● Objective
Select every line in the lines below that contains the word "ember", and copy each one out in full. Case counts.

● Given entries
## start

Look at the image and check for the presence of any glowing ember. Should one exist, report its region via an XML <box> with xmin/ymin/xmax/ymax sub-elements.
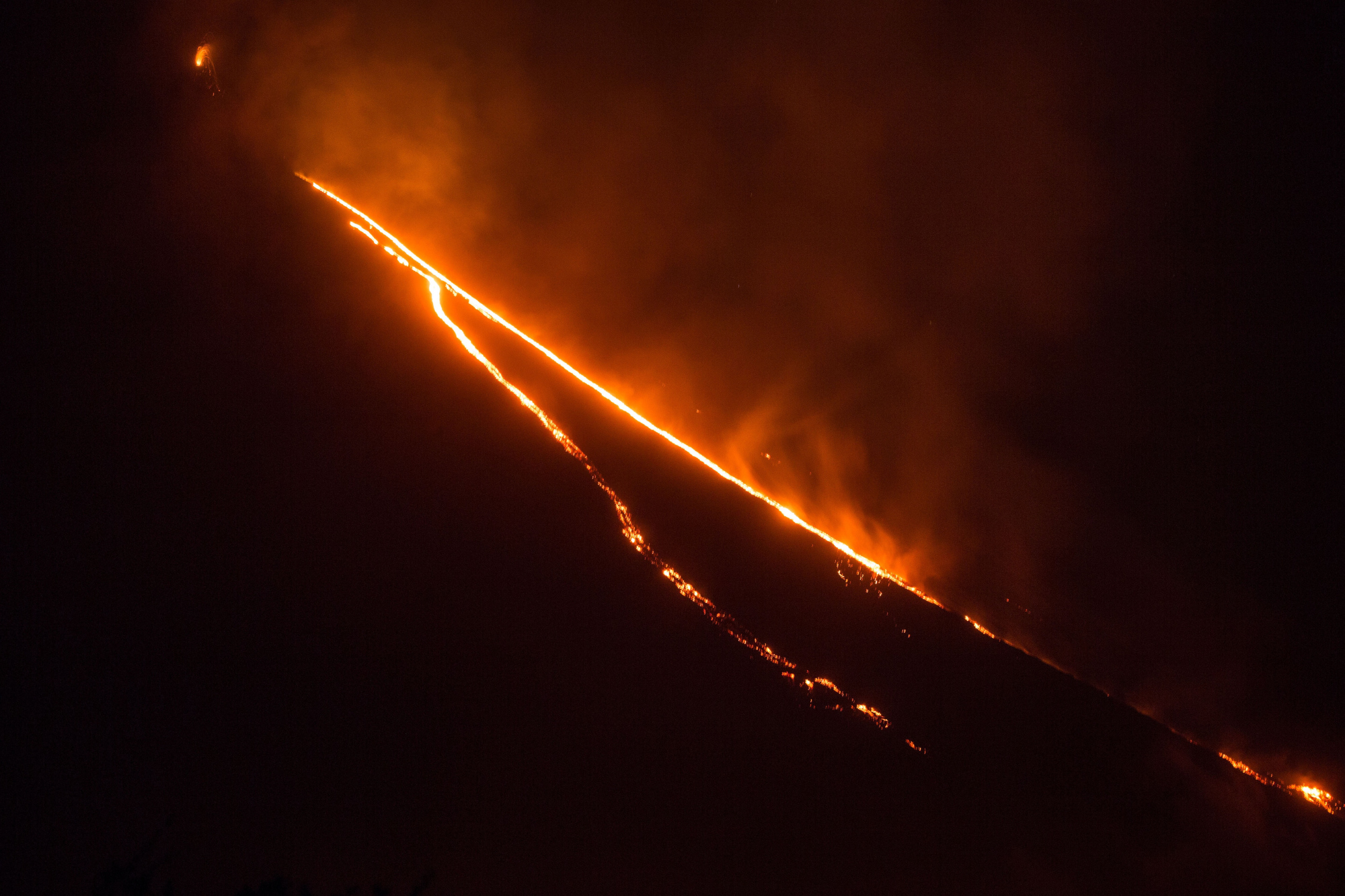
<box><xmin>194</xmin><ymin>42</ymin><xmax>219</xmax><ymax>93</ymax></box>
<box><xmin>335</xmin><ymin>215</ymin><xmax>889</xmax><ymax>728</ymax></box>
<box><xmin>1219</xmin><ymin>754</ymin><xmax>1345</xmax><ymax>815</ymax></box>
<box><xmin>300</xmin><ymin>176</ymin><xmax>1345</xmax><ymax>814</ymax></box>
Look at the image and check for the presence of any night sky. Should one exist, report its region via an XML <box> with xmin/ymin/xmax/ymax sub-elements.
<box><xmin>0</xmin><ymin>0</ymin><xmax>1345</xmax><ymax>895</ymax></box>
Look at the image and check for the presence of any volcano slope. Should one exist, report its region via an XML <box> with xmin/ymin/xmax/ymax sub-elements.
<box><xmin>10</xmin><ymin>80</ymin><xmax>1345</xmax><ymax>893</ymax></box>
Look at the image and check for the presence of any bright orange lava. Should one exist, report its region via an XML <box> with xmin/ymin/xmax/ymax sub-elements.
<box><xmin>300</xmin><ymin>175</ymin><xmax>1345</xmax><ymax>815</ymax></box>
<box><xmin>358</xmin><ymin>216</ymin><xmax>888</xmax><ymax>726</ymax></box>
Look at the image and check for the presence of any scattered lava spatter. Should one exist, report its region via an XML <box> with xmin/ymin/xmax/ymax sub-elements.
<box><xmin>296</xmin><ymin>172</ymin><xmax>1345</xmax><ymax>815</ymax></box>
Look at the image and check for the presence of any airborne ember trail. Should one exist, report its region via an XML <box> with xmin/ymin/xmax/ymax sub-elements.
<box><xmin>296</xmin><ymin>172</ymin><xmax>1345</xmax><ymax>815</ymax></box>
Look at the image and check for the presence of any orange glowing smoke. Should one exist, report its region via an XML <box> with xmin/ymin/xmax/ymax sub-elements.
<box><xmin>335</xmin><ymin>194</ymin><xmax>888</xmax><ymax>726</ymax></box>
<box><xmin>195</xmin><ymin>40</ymin><xmax>219</xmax><ymax>93</ymax></box>
<box><xmin>1219</xmin><ymin>754</ymin><xmax>1345</xmax><ymax>815</ymax></box>
<box><xmin>299</xmin><ymin>175</ymin><xmax>1345</xmax><ymax>815</ymax></box>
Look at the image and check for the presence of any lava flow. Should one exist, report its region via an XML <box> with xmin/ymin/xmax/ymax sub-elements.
<box><xmin>300</xmin><ymin>172</ymin><xmax>1345</xmax><ymax>815</ymax></box>
<box><xmin>313</xmin><ymin>184</ymin><xmax>893</xmax><ymax>726</ymax></box>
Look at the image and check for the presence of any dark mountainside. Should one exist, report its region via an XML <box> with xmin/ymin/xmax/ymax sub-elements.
<box><xmin>0</xmin><ymin>3</ymin><xmax>1345</xmax><ymax>895</ymax></box>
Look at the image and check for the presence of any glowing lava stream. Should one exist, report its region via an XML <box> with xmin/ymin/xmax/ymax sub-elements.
<box><xmin>295</xmin><ymin>172</ymin><xmax>1345</xmax><ymax>815</ymax></box>
<box><xmin>347</xmin><ymin>212</ymin><xmax>888</xmax><ymax>731</ymax></box>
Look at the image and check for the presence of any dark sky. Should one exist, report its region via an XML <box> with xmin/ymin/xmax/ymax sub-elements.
<box><xmin>5</xmin><ymin>0</ymin><xmax>1345</xmax><ymax>892</ymax></box>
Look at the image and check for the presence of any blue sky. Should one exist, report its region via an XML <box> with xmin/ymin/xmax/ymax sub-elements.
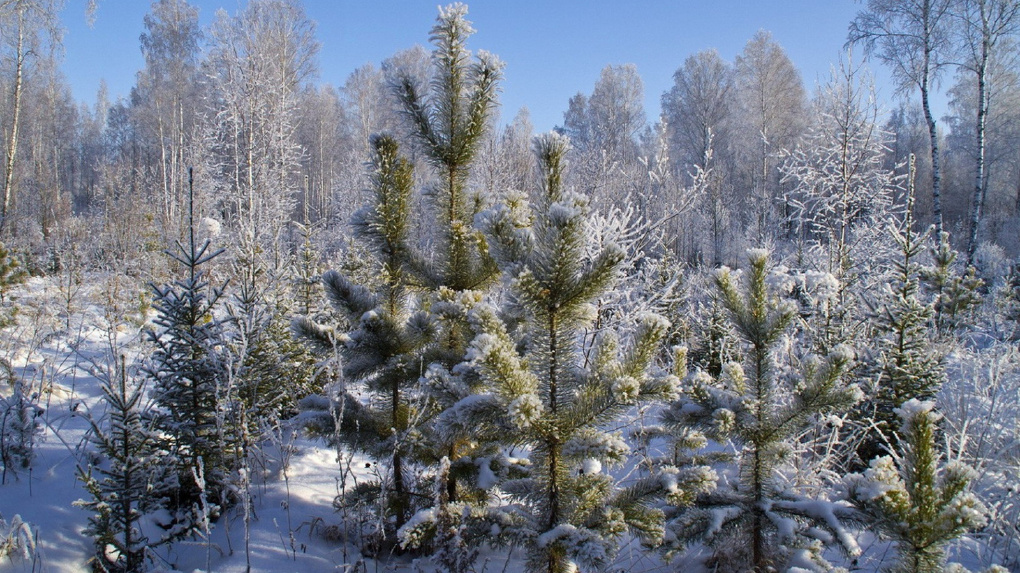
<box><xmin>63</xmin><ymin>0</ymin><xmax>891</xmax><ymax>132</ymax></box>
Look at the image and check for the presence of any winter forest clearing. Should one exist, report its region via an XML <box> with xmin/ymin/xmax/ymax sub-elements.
<box><xmin>0</xmin><ymin>0</ymin><xmax>1020</xmax><ymax>573</ymax></box>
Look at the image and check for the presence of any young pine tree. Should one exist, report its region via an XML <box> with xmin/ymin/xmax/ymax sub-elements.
<box><xmin>859</xmin><ymin>164</ymin><xmax>945</xmax><ymax>463</ymax></box>
<box><xmin>74</xmin><ymin>358</ymin><xmax>166</xmax><ymax>572</ymax></box>
<box><xmin>847</xmin><ymin>399</ymin><xmax>1006</xmax><ymax>573</ymax></box>
<box><xmin>402</xmin><ymin>135</ymin><xmax>678</xmax><ymax>573</ymax></box>
<box><xmin>393</xmin><ymin>3</ymin><xmax>503</xmax><ymax>501</ymax></box>
<box><xmin>145</xmin><ymin>169</ymin><xmax>237</xmax><ymax>535</ymax></box>
<box><xmin>295</xmin><ymin>136</ymin><xmax>436</xmax><ymax>536</ymax></box>
<box><xmin>664</xmin><ymin>249</ymin><xmax>861</xmax><ymax>573</ymax></box>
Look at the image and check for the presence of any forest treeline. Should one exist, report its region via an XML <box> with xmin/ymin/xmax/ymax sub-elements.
<box><xmin>0</xmin><ymin>0</ymin><xmax>1020</xmax><ymax>267</ymax></box>
<box><xmin>0</xmin><ymin>0</ymin><xmax>1020</xmax><ymax>573</ymax></box>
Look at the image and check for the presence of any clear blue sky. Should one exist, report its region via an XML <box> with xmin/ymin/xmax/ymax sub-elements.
<box><xmin>63</xmin><ymin>0</ymin><xmax>891</xmax><ymax>132</ymax></box>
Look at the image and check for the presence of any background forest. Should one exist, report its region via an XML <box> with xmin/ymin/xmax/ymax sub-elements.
<box><xmin>0</xmin><ymin>0</ymin><xmax>1020</xmax><ymax>573</ymax></box>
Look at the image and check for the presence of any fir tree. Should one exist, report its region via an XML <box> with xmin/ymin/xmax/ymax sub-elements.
<box><xmin>394</xmin><ymin>3</ymin><xmax>503</xmax><ymax>501</ymax></box>
<box><xmin>74</xmin><ymin>358</ymin><xmax>166</xmax><ymax>572</ymax></box>
<box><xmin>664</xmin><ymin>250</ymin><xmax>861</xmax><ymax>573</ymax></box>
<box><xmin>145</xmin><ymin>169</ymin><xmax>236</xmax><ymax>534</ymax></box>
<box><xmin>401</xmin><ymin>135</ymin><xmax>678</xmax><ymax>573</ymax></box>
<box><xmin>847</xmin><ymin>399</ymin><xmax>1005</xmax><ymax>573</ymax></box>
<box><xmin>920</xmin><ymin>231</ymin><xmax>984</xmax><ymax>333</ymax></box>
<box><xmin>0</xmin><ymin>376</ymin><xmax>44</xmax><ymax>484</ymax></box>
<box><xmin>295</xmin><ymin>136</ymin><xmax>436</xmax><ymax>533</ymax></box>
<box><xmin>227</xmin><ymin>236</ymin><xmax>315</xmax><ymax>428</ymax></box>
<box><xmin>859</xmin><ymin>164</ymin><xmax>945</xmax><ymax>463</ymax></box>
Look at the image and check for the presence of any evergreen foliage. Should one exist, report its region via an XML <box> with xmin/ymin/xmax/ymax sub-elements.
<box><xmin>385</xmin><ymin>3</ymin><xmax>503</xmax><ymax>501</ymax></box>
<box><xmin>295</xmin><ymin>136</ymin><xmax>437</xmax><ymax>535</ymax></box>
<box><xmin>0</xmin><ymin>238</ymin><xmax>29</xmax><ymax>328</ymax></box>
<box><xmin>394</xmin><ymin>3</ymin><xmax>503</xmax><ymax>293</ymax></box>
<box><xmin>664</xmin><ymin>250</ymin><xmax>861</xmax><ymax>572</ymax></box>
<box><xmin>847</xmin><ymin>399</ymin><xmax>1005</xmax><ymax>573</ymax></box>
<box><xmin>860</xmin><ymin>174</ymin><xmax>945</xmax><ymax>463</ymax></box>
<box><xmin>401</xmin><ymin>135</ymin><xmax>678</xmax><ymax>573</ymax></box>
<box><xmin>74</xmin><ymin>358</ymin><xmax>167</xmax><ymax>572</ymax></box>
<box><xmin>227</xmin><ymin>239</ymin><xmax>315</xmax><ymax>424</ymax></box>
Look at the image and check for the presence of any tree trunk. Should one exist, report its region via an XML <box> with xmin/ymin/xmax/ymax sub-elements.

## end

● The reply
Look at the image and check for the presence of any glowing ember. Should one exist, report its region via an XML <box> with xmin/ymin/xmax/ymax sub-elements.
Look at the image and check for the presence of any airborne ember trail. Should one exist, report its region via an XML <box> with xmin/ymin/xmax/ymax sub-elements.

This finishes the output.